#### AIM OF THE TASK:
Write down every entry below once more, exactly.
=== INPUT FOR THIS TASK ===
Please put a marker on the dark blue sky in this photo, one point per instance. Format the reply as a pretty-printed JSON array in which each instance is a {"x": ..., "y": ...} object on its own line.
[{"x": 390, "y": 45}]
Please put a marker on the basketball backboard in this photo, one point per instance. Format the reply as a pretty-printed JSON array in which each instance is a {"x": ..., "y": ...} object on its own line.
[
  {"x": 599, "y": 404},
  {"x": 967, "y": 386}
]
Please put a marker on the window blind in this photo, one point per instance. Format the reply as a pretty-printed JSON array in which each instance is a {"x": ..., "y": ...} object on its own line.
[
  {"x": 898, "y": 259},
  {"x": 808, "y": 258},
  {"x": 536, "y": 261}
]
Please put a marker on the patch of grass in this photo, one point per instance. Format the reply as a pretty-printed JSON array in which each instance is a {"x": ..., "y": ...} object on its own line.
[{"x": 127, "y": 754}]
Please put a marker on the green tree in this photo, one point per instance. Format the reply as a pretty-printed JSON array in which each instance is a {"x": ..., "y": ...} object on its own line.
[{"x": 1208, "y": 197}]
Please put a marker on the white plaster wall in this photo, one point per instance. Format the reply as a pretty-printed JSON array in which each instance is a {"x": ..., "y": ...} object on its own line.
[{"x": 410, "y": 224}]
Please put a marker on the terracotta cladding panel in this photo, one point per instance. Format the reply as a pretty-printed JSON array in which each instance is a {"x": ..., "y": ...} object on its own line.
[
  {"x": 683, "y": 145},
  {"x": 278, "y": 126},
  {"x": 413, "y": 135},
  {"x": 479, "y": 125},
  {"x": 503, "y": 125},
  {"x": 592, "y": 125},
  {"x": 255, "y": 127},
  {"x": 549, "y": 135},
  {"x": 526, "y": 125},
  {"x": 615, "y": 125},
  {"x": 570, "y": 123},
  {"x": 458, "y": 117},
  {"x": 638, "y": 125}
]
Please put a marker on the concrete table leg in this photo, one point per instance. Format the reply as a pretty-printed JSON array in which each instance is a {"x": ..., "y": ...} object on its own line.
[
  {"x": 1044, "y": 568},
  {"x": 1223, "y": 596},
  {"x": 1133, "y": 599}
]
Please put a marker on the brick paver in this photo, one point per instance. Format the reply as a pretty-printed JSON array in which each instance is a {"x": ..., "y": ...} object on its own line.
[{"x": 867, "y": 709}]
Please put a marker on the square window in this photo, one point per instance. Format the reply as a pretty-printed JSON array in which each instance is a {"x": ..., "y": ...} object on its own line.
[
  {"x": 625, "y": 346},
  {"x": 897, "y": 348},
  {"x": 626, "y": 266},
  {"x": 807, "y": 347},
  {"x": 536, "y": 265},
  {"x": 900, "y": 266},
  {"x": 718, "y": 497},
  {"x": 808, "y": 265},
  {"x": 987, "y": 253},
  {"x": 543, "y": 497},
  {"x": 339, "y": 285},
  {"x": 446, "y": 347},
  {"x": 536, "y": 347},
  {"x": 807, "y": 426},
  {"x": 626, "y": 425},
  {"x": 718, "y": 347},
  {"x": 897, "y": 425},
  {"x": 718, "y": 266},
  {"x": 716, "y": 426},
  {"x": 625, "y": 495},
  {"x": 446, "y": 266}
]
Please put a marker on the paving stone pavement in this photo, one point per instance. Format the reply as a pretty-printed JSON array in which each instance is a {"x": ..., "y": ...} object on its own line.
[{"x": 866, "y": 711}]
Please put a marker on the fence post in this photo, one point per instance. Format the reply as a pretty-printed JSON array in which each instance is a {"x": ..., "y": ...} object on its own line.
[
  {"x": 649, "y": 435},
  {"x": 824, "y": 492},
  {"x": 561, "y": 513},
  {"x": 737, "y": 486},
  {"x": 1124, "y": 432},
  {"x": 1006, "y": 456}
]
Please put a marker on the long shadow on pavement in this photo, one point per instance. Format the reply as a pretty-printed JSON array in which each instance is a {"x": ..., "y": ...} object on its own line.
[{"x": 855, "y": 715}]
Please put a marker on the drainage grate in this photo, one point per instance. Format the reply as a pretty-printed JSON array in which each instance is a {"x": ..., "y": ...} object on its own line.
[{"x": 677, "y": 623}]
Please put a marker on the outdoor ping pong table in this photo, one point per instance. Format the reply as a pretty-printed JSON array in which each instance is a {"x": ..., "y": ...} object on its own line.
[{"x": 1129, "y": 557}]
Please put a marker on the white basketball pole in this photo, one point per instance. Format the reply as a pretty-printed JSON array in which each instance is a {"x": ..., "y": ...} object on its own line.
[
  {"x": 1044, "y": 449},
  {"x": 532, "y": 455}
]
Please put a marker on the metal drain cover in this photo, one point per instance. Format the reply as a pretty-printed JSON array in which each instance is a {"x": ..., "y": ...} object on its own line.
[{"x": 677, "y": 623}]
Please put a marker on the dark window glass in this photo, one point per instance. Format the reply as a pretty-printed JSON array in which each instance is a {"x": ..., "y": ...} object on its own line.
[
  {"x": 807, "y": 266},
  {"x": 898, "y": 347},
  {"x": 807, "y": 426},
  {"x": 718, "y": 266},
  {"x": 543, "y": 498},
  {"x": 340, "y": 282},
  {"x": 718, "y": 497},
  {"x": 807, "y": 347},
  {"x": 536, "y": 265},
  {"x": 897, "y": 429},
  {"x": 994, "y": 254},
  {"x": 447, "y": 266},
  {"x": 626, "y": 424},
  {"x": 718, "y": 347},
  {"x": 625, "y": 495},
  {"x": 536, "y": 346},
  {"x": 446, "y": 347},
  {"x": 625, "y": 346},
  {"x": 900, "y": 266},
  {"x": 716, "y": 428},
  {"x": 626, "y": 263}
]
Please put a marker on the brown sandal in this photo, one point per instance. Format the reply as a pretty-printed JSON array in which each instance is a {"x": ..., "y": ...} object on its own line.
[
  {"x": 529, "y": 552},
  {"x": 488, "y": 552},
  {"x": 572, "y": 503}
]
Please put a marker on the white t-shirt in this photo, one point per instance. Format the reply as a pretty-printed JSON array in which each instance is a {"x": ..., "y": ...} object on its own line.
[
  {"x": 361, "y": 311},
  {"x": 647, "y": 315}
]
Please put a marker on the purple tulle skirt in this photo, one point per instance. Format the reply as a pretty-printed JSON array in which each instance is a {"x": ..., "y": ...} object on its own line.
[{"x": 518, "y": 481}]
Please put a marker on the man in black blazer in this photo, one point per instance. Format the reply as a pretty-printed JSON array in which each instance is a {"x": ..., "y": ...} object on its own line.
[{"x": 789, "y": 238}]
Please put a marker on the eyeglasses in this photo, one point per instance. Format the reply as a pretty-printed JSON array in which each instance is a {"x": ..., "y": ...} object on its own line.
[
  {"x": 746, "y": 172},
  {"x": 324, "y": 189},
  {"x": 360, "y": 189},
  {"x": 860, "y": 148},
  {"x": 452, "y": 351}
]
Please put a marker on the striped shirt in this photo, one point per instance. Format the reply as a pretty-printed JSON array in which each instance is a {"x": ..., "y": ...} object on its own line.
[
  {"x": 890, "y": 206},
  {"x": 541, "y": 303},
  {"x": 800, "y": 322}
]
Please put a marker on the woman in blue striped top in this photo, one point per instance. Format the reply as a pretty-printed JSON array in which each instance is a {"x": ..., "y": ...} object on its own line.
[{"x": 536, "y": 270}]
===
#### EXERCISE RESPONSE:
Please put a marker on the dark blue sky in this photo, one point per instance. Format the reply as a pretty-printed JSON array in which each instance is a {"x": ..., "y": ...} object on its own line.
[{"x": 390, "y": 45}]
Please put a marker on the basketball backboard in this photo, one point per instance. Format the reply as a pretty-printed JSON array in which each instance is a {"x": ..., "y": ...} object on its own line.
[
  {"x": 599, "y": 404},
  {"x": 967, "y": 386}
]
Please put a marker on the window blind in this photo, one point per instance. Format the reply as a pretty-printed JSON array in which each instance is a {"x": ..., "y": ...} object on its own line.
[
  {"x": 898, "y": 259},
  {"x": 808, "y": 258},
  {"x": 536, "y": 261}
]
Please put a marker on the patch of grass in this photo, one point per instance. Format the reply as a pretty-printed JSON array in which each instance is a {"x": ..., "y": ...} object on its own line.
[{"x": 127, "y": 754}]
Please put a marker on the green tree in this photo, one point per instance. Format the reply as a pretty-printed JSON array in which each instance is a {"x": ..., "y": ...} object on its own line.
[{"x": 1208, "y": 197}]
Please put a marker on the white plaster wall in this photo, one point per instance. Format the reply as a pretty-printed JSON array in which each instance is a {"x": ..., "y": ...} object on its own line.
[{"x": 410, "y": 224}]
Please put a marker on the terracotta cladding panel in this photo, one point per instance. Format the reply as a pretty-printed JSON array in which each instance is a {"x": ..., "y": ...} object on its own line.
[
  {"x": 683, "y": 145},
  {"x": 278, "y": 126},
  {"x": 413, "y": 135},
  {"x": 479, "y": 125},
  {"x": 503, "y": 125},
  {"x": 592, "y": 125},
  {"x": 255, "y": 127},
  {"x": 549, "y": 135},
  {"x": 526, "y": 125},
  {"x": 615, "y": 125},
  {"x": 570, "y": 123},
  {"x": 458, "y": 117},
  {"x": 638, "y": 125}
]
Please put a marker on the concrete table leg in this photo, one point per instance. Format the reply as a pretty-printed JSON array in which each instance is a {"x": ..., "y": ...} object on its own line.
[
  {"x": 1044, "y": 568},
  {"x": 1223, "y": 596},
  {"x": 1133, "y": 599}
]
Please put a marker on the brick paver in this photo, one point per instance. Format the reply as a pretty-printed JSON array in which each instance is a {"x": ..., "y": ...} object on its own line.
[{"x": 867, "y": 709}]
Please put a marker on the square window in this photo, one point per instance. Format the reply as a pretty-printed JSON array in which each instance is a {"x": ..., "y": ...} object on its own line.
[
  {"x": 625, "y": 346},
  {"x": 897, "y": 348},
  {"x": 626, "y": 266},
  {"x": 807, "y": 347},
  {"x": 536, "y": 265},
  {"x": 900, "y": 266},
  {"x": 718, "y": 497},
  {"x": 808, "y": 265},
  {"x": 987, "y": 253},
  {"x": 543, "y": 497},
  {"x": 339, "y": 285},
  {"x": 446, "y": 347},
  {"x": 536, "y": 347},
  {"x": 807, "y": 426},
  {"x": 626, "y": 425},
  {"x": 718, "y": 347},
  {"x": 897, "y": 425},
  {"x": 718, "y": 266},
  {"x": 716, "y": 426},
  {"x": 625, "y": 495},
  {"x": 446, "y": 266}
]
Please put a marker on the paving stone pavement in this photo, one point per instance. Format the reply as a pretty-printed JSON array in which each instance is a {"x": ..., "y": ...} object on its own line.
[{"x": 866, "y": 711}]
Please put a marker on the fence post in this photo, one point per instance. Format the reply as a pretty-printed JSON array in which each instance is a {"x": ..., "y": ...} object on its own line.
[
  {"x": 649, "y": 435},
  {"x": 824, "y": 492},
  {"x": 561, "y": 513},
  {"x": 737, "y": 486},
  {"x": 1124, "y": 432},
  {"x": 1006, "y": 456}
]
Please put a marker on the long shadow on pavement in this photo, one point per instance. Format the reply as a pretty-printed JSON array in which each instance is a {"x": ..., "y": ...} object on its own line.
[{"x": 855, "y": 715}]
Please put a marker on the drainage grate in this photo, one point per instance. Format the reply as a pretty-printed JSON array in which each instance is a {"x": ..., "y": ...} object on its own line.
[{"x": 677, "y": 623}]
Please put a marker on the outdoor ping pong table in this photo, one point per instance. Format the reply as a pretty-printed JSON array in which each instance is a {"x": ..., "y": ...} object on its own line.
[{"x": 1129, "y": 557}]
Please put a marker on the white basketball pole in this photo, one point per instance. Format the reply as a pretty-printed JSON array in which each instance is a {"x": ..., "y": ...} object on its own line.
[
  {"x": 1044, "y": 449},
  {"x": 532, "y": 455}
]
Please put a marker on the metal drain cover in this photo, one point per instance. Format the reply as a pretty-printed JSON array in which each instance is a {"x": ..., "y": ...} object on its own line.
[{"x": 677, "y": 623}]
Please put a marker on the dark window glass in this photo, one point per instance. Format the reply as a pretty-printed JSON array in which each instance is a {"x": ..., "y": ...} object on its own line.
[
  {"x": 807, "y": 266},
  {"x": 898, "y": 347},
  {"x": 807, "y": 426},
  {"x": 718, "y": 266},
  {"x": 543, "y": 498},
  {"x": 340, "y": 282},
  {"x": 718, "y": 497},
  {"x": 807, "y": 347},
  {"x": 536, "y": 265},
  {"x": 897, "y": 429},
  {"x": 994, "y": 254},
  {"x": 447, "y": 266},
  {"x": 626, "y": 424},
  {"x": 718, "y": 347},
  {"x": 625, "y": 495},
  {"x": 536, "y": 346},
  {"x": 446, "y": 347},
  {"x": 625, "y": 346},
  {"x": 900, "y": 266},
  {"x": 716, "y": 428},
  {"x": 626, "y": 263}
]
Please put a marker on the brown sandal in this photo, one point per instance. Format the reply as a pretty-printed JSON array in which each instance is a {"x": ..., "y": ...} object on its own line.
[
  {"x": 529, "y": 552},
  {"x": 488, "y": 552},
  {"x": 572, "y": 503}
]
Please put a marker on the white t-shirt in this photo, one point per instance. Format the reply as a pretty-printed JSON array in which each instance is a {"x": ..., "y": ...} object on its own line.
[
  {"x": 361, "y": 311},
  {"x": 647, "y": 315}
]
Please put a marker on the purple tulle skirt in this photo, one point per instance. Format the reply as a pretty-printed JSON array in which each instance is a {"x": ..., "y": ...} object on its own line.
[{"x": 518, "y": 481}]
Please put a marker on the man in black blazer in this photo, one point per instance. Format the reply as a pretty-printed JSON array in which each instance is a {"x": ..., "y": ...} object on its own line.
[{"x": 789, "y": 238}]
Please put a marker on the eyeglasses in this photo, one point per instance. Format the reply as a pretty-printed JSON array in which each instance is a {"x": ..., "y": ...} object on its own line.
[
  {"x": 746, "y": 172},
  {"x": 324, "y": 189},
  {"x": 360, "y": 189},
  {"x": 860, "y": 148},
  {"x": 452, "y": 351}
]
Please put a marker on the striped shirt in this photo, one point per instance. Format the reply as a pretty-printed JSON array in which each instance is a {"x": ..., "y": ...} object on its own line.
[
  {"x": 890, "y": 206},
  {"x": 541, "y": 303},
  {"x": 800, "y": 322}
]
Please put a marker on the woman in blue striped top in this photo, one point per instance. Format the reply as a pretty-printed JSON array in which each instance is a {"x": ..., "y": ...} object on its own line.
[{"x": 536, "y": 270}]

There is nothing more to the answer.